§ **GIVEN INSTRUCTION A**
Please transcribe the stretch of the passage on content-based language instruction from "Such discussion should" through "in non-linguistic colleges.".

Such discussion should begin with content-based second language instruction, because it is the most suitable approach for teaching a foreign language in non-linguistic colleges.

One of the first studies of learning a language and communication in it with regard to the content of other study disciplines was a monograph by D.M. Brintion, M.A. Snow and M.B. Wesche (Brintоn, et. al. 1989). The authors define such learning by understanding this terminological collocation as a combination of certain content of disciplines with the aims of FL learning. This method of FL learning provides simultaneous acquisition of knowledge on a certain (non-linguistic) discipline and speaking skills and abilities related to the studied language and communication in it. The program of FL learning is tightly linked, or is even directly based, on the program of learning a certain (non-linguistic) discipline; therefore, the sequence of acquiring the language/speech content corresponds to the demands of the successive learning of the non-linguistic discipline’s content. Students’ (and partially teacher’s) attention is focused on acquiring the extra-linguistic information of a certain (non-linguistic) discipline by a FL. Development of purely speaking skills and abilities occurs as a by-product of this process in general. Therefore, in the majority of specialized educational institutions, “learning through content” eliminates the gap between learning a language and learning special (e.g., professional) disciplines, which require learning the language for the communication in their field.

§ **GIVEN DATA**
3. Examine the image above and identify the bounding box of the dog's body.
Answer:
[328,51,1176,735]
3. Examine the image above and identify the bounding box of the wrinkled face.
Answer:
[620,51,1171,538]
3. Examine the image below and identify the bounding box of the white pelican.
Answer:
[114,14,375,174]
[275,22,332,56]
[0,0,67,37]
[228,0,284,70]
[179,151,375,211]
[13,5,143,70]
* * *
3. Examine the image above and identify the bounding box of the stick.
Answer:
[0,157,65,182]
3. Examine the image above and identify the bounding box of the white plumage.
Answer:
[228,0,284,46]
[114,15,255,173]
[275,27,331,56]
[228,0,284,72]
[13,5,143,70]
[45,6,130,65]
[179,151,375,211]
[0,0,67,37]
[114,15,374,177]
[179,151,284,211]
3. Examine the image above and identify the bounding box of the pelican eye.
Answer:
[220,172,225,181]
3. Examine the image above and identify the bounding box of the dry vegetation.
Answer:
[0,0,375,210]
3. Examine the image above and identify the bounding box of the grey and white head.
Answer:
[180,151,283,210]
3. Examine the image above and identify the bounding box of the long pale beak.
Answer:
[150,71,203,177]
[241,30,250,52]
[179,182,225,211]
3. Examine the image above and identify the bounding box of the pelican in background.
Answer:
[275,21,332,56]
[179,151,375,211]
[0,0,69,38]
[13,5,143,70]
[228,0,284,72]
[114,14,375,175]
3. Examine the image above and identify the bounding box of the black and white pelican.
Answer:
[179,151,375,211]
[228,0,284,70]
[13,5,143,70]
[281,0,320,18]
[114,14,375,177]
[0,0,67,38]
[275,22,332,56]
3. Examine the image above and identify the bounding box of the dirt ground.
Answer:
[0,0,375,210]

§ **GIVEN INSTRUCTION B**
Extract each line of the records above that contains the string "identify".

§ **TASK SOLUTION A**
Such discussion should begin with content-based second language instruction, because it is the most suitable approach for teaching a foreign language in non-linguistic colleges.

§ **TASK SOLUTION B**
3. Examine the image above and identify the bounding box of the dog's body.
3. Examine the image above and identify the bounding box of the wrinkled face.
3. Examine the image below and identify the bounding box of the white pelican.
3. Examine the image above and identify the bounding box of the stick.
3. Examine the image above and identify the bounding box of the white plumage.
3. Examine the image above and identify the bounding box of the pelican eye.
3. Examine the image above and identify the bounding box of the dry vegetation.
3. Examine the image above and identify the bounding box of the grey and white head.
3. Examine the image above and identify the bounding box of the long pale beak.
3. Examine the image above and identify the bounding box of the pelican in background.
3. Examine the image above and identify the bounding box of the black and white pelican.
3. Examine the image above and identify the bounding box of the dirt ground.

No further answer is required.